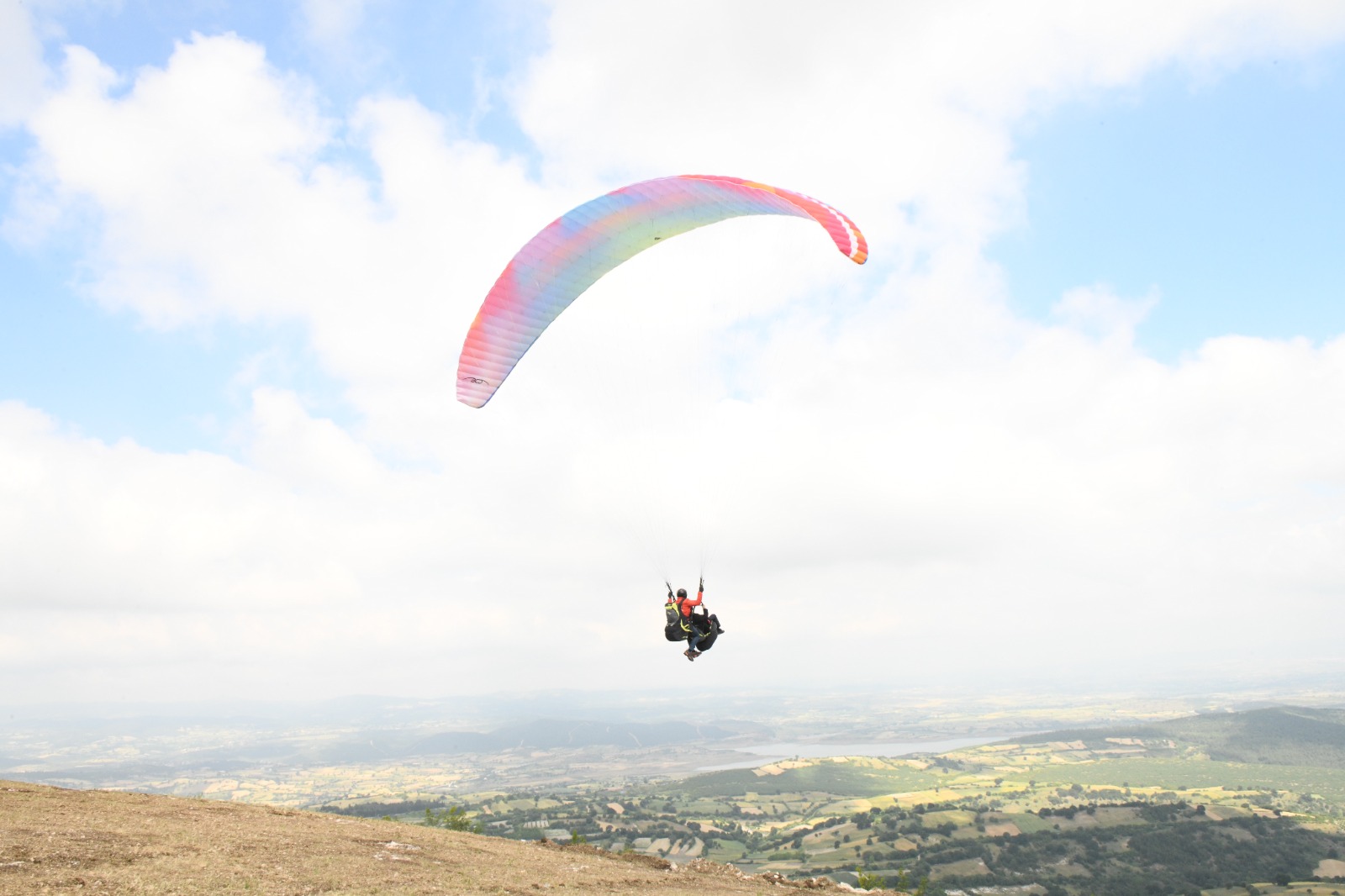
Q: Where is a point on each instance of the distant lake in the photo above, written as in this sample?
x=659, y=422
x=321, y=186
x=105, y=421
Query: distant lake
x=766, y=754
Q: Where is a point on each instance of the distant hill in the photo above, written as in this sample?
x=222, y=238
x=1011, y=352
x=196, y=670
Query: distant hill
x=107, y=841
x=549, y=734
x=1271, y=736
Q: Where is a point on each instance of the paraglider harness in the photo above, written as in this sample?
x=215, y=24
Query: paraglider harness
x=678, y=626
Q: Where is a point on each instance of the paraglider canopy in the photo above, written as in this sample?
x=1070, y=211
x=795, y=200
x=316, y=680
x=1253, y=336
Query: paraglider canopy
x=576, y=249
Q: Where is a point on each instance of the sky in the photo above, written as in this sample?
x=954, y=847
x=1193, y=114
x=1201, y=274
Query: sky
x=1079, y=420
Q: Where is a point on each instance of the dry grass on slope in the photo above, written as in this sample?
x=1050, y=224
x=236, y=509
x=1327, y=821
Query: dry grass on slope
x=55, y=840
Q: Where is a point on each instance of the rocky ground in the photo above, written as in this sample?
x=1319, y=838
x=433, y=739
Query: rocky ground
x=89, y=841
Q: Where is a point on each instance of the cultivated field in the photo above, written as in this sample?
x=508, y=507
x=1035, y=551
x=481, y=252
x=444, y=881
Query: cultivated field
x=111, y=842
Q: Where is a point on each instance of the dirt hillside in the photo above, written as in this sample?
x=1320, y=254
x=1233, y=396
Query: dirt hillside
x=93, y=841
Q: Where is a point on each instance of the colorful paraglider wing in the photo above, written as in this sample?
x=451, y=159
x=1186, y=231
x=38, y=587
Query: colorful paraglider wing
x=572, y=252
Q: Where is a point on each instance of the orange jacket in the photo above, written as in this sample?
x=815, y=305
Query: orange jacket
x=686, y=603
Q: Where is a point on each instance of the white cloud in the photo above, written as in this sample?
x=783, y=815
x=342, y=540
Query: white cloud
x=22, y=69
x=888, y=444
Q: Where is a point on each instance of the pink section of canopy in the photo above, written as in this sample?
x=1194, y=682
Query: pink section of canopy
x=576, y=249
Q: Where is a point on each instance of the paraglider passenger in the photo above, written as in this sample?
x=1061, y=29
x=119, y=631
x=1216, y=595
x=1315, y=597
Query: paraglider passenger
x=694, y=634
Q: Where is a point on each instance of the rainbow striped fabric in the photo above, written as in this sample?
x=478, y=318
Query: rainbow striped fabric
x=572, y=252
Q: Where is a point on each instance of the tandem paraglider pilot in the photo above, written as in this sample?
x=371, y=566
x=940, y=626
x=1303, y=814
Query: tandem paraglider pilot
x=683, y=623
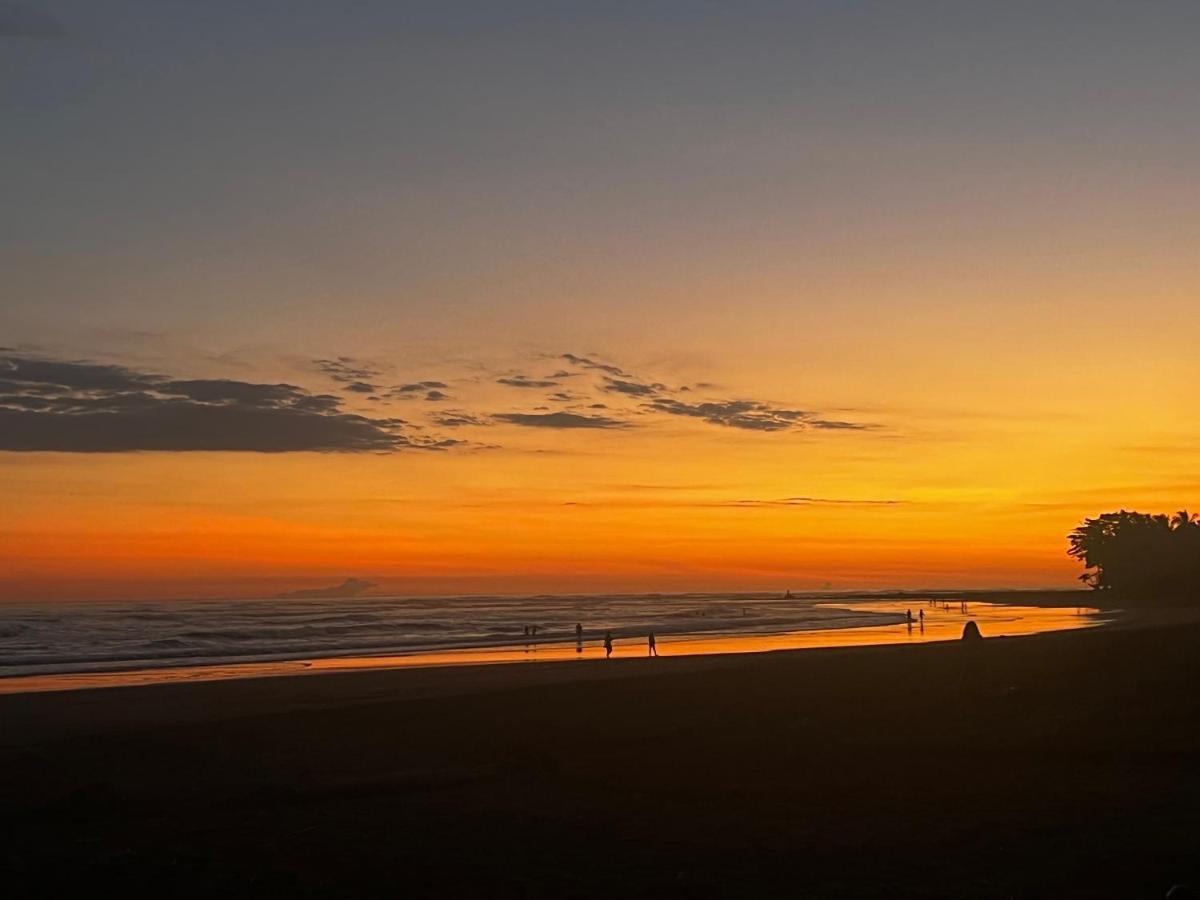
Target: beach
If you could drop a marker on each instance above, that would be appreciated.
(94, 645)
(1059, 765)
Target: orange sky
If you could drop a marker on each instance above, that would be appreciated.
(943, 259)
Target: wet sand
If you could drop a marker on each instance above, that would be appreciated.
(940, 623)
(1061, 765)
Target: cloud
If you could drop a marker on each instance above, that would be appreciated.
(83, 407)
(592, 364)
(407, 390)
(522, 382)
(351, 587)
(634, 389)
(23, 21)
(456, 419)
(347, 370)
(559, 420)
(748, 414)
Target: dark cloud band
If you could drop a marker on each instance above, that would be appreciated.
(83, 407)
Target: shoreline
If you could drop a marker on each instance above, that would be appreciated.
(942, 625)
(687, 775)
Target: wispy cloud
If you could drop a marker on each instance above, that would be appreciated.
(523, 382)
(49, 405)
(559, 420)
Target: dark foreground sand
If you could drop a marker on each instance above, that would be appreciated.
(1057, 766)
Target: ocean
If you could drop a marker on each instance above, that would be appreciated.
(101, 636)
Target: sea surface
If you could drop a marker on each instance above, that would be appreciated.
(57, 645)
(96, 636)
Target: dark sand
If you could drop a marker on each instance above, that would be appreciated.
(1062, 765)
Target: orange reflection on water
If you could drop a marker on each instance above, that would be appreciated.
(940, 624)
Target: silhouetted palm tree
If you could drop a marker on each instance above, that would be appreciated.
(1143, 557)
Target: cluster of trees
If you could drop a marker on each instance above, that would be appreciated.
(1140, 557)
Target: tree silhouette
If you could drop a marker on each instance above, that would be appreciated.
(1140, 557)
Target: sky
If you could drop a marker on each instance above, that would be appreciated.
(561, 297)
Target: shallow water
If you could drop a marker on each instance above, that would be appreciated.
(61, 647)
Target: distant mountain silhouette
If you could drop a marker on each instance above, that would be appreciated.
(351, 587)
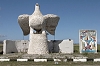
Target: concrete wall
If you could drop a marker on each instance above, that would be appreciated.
(60, 46)
(55, 46)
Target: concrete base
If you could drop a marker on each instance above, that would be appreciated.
(38, 44)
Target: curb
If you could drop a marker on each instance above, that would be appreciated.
(55, 60)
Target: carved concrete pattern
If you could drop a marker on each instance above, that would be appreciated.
(38, 24)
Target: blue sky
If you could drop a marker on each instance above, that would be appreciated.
(74, 15)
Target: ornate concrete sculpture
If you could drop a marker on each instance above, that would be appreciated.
(37, 25)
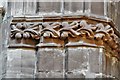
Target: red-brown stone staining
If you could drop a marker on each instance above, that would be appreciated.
(98, 32)
(23, 30)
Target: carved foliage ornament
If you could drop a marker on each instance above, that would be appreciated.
(62, 30)
(24, 30)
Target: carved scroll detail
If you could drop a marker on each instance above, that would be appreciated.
(97, 31)
(24, 30)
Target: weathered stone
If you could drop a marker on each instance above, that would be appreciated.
(50, 59)
(77, 59)
(50, 75)
(19, 65)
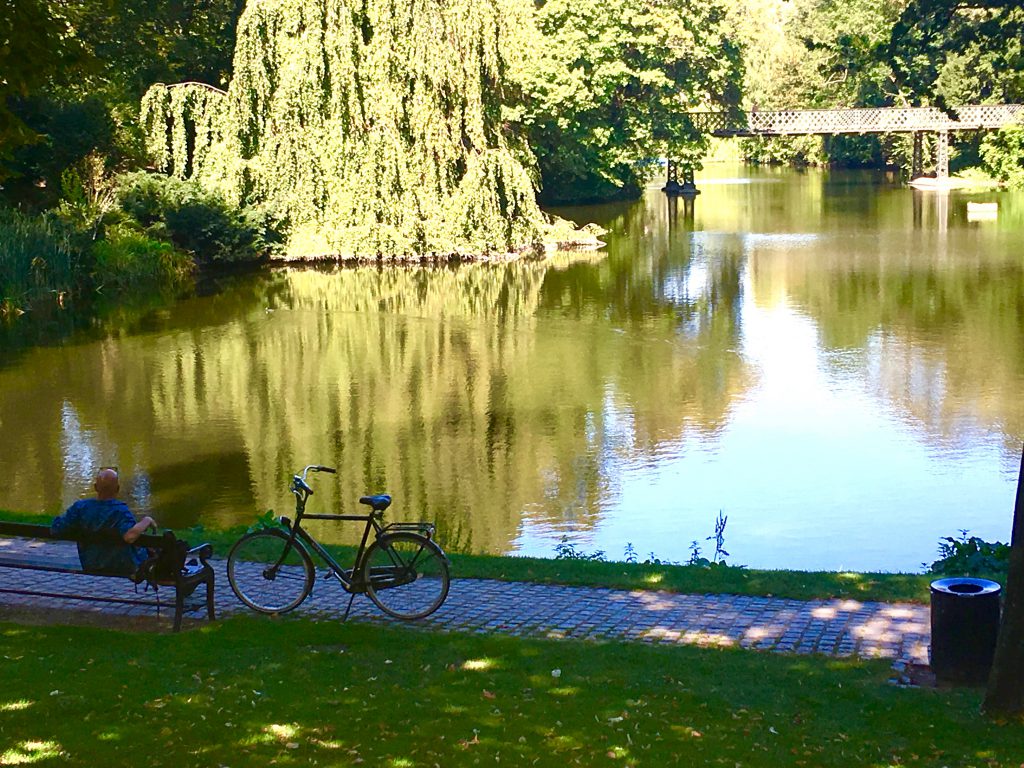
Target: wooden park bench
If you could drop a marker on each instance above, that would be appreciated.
(28, 547)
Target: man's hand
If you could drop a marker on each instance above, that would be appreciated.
(138, 528)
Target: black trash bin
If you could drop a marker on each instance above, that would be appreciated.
(965, 627)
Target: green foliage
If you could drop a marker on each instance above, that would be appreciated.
(256, 691)
(68, 131)
(565, 550)
(198, 221)
(611, 89)
(372, 131)
(1003, 155)
(652, 573)
(971, 556)
(35, 46)
(36, 260)
(126, 258)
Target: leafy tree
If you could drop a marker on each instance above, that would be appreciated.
(948, 51)
(929, 36)
(81, 68)
(35, 47)
(371, 131)
(1006, 684)
(612, 87)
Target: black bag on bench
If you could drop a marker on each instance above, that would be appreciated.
(163, 564)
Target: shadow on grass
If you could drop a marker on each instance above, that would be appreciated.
(292, 692)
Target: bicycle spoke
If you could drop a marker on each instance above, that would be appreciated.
(407, 576)
(268, 572)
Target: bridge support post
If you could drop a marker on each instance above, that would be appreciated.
(942, 156)
(672, 181)
(672, 184)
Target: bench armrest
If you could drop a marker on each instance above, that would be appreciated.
(204, 552)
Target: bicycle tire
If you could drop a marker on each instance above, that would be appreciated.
(407, 576)
(253, 582)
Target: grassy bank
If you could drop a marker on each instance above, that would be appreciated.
(686, 579)
(252, 691)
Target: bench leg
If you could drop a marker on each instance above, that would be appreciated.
(179, 608)
(209, 598)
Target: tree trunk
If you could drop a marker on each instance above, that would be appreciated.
(1006, 684)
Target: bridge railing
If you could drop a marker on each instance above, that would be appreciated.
(867, 120)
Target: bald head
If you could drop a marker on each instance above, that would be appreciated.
(107, 484)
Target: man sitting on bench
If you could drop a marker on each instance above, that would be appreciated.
(105, 512)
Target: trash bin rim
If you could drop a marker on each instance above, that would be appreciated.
(943, 586)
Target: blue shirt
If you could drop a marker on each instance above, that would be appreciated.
(94, 515)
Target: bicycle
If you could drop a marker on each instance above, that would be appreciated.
(402, 570)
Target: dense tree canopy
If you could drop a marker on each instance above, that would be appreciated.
(611, 89)
(369, 128)
(35, 47)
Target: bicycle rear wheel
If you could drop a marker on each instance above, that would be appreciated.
(266, 578)
(407, 576)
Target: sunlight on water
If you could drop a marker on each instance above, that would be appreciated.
(833, 361)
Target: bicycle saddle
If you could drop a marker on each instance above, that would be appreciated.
(379, 502)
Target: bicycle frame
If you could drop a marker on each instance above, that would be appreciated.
(350, 579)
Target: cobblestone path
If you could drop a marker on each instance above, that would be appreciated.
(837, 628)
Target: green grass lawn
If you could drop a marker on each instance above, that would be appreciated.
(256, 691)
(799, 585)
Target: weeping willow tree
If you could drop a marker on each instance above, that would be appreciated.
(370, 127)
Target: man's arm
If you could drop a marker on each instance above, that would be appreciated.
(138, 528)
(67, 522)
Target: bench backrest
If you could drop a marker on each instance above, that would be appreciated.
(32, 530)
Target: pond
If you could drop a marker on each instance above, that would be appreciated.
(833, 360)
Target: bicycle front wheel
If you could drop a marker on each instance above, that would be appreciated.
(265, 577)
(407, 576)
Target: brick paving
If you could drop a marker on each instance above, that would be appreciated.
(834, 628)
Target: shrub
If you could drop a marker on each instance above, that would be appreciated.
(1003, 155)
(202, 223)
(126, 258)
(970, 556)
(36, 259)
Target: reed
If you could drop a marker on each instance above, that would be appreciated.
(37, 261)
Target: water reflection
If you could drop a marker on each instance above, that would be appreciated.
(834, 361)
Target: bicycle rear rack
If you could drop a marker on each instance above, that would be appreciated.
(425, 528)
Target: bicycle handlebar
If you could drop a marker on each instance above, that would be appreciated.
(299, 481)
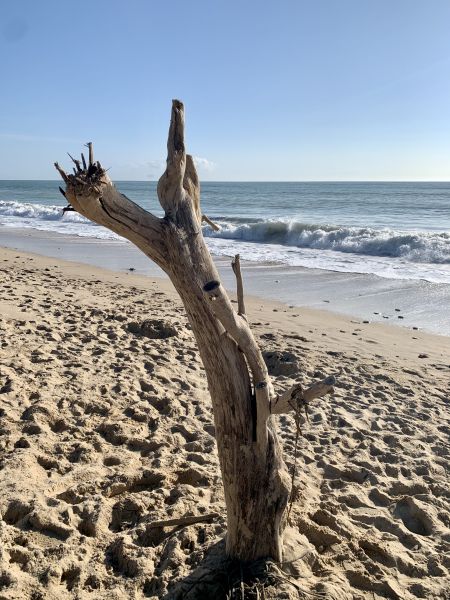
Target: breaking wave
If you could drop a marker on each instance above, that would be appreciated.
(414, 246)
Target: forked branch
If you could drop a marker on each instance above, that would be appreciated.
(90, 192)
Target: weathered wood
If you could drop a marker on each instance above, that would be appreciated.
(183, 521)
(255, 478)
(236, 266)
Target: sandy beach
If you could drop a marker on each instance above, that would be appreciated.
(106, 431)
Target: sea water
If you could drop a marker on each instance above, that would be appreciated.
(393, 230)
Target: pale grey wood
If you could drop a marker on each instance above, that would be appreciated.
(255, 479)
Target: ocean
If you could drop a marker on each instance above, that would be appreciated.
(393, 230)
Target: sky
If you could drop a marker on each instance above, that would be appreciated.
(285, 90)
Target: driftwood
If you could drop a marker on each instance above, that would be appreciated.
(255, 478)
(183, 521)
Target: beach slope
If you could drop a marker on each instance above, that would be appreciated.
(106, 430)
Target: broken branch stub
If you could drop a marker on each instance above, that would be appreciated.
(255, 478)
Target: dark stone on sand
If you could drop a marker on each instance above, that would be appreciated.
(281, 363)
(155, 329)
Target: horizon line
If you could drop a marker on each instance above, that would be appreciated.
(271, 180)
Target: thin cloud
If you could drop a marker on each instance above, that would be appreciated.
(203, 164)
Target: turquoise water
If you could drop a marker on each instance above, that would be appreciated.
(394, 230)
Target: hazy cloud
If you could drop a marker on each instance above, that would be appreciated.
(203, 164)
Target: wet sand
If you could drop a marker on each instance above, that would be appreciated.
(104, 432)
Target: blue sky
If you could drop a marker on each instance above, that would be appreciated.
(286, 90)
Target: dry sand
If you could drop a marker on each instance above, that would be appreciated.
(105, 431)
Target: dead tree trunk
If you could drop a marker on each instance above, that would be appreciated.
(255, 478)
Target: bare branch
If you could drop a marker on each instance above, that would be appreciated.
(183, 521)
(238, 329)
(170, 186)
(91, 193)
(236, 266)
(191, 185)
(91, 153)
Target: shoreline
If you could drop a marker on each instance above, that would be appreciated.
(106, 432)
(317, 324)
(410, 304)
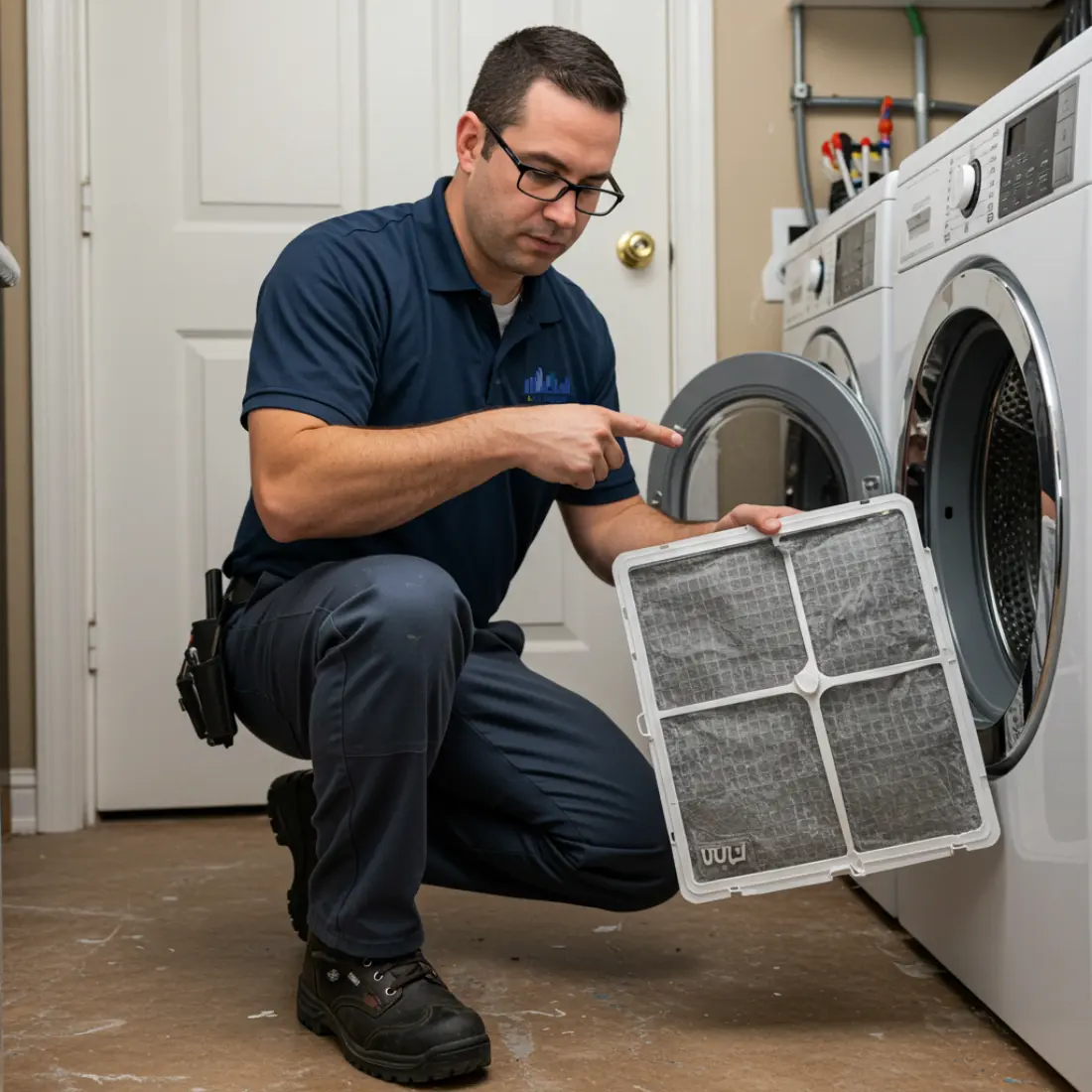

++++++++++++++++++++

## Problem to solve
Only an exact copy is needed: the lines from the opening of the listing through the line with "x=1319, y=838", both included, minus the pictures.

## Solution
Q: Where is a point on each instance of the distant lake in the photo above, written as in this sample?
x=659, y=422
x=321, y=186
x=105, y=421
Query: distant lake
x=766, y=754
Q: Where is a point on each instance of the distant hill in the photo above, written as in this sample?
x=222, y=238
x=1011, y=352
x=196, y=670
Query: distant hill
x=107, y=841
x=549, y=734
x=1271, y=736
Q: Where is a point on each instance of the paraglider harness in the photo above, written as in this sample?
x=215, y=24
Query: paraglider harness
x=678, y=626
Q: Where is a point on each instance of the paraglider canopy in the photo above, written as in this sample?
x=1070, y=211
x=795, y=200
x=316, y=680
x=1253, y=336
Query: paraglider canopy
x=576, y=249
Q: Where is a point on each instance of the sky in the photo above, written as in this sample?
x=954, y=847
x=1193, y=114
x=1201, y=274
Query: sky
x=1079, y=420
Q: Where is a point on each instance of the dry grass on slope in the photo above, written as in this sample?
x=1050, y=224
x=236, y=509
x=1327, y=821
Query: dry grass on slope
x=55, y=840
Q: Where is a point on each instance of the rocky ground in the photo above, written as in this sample?
x=1319, y=838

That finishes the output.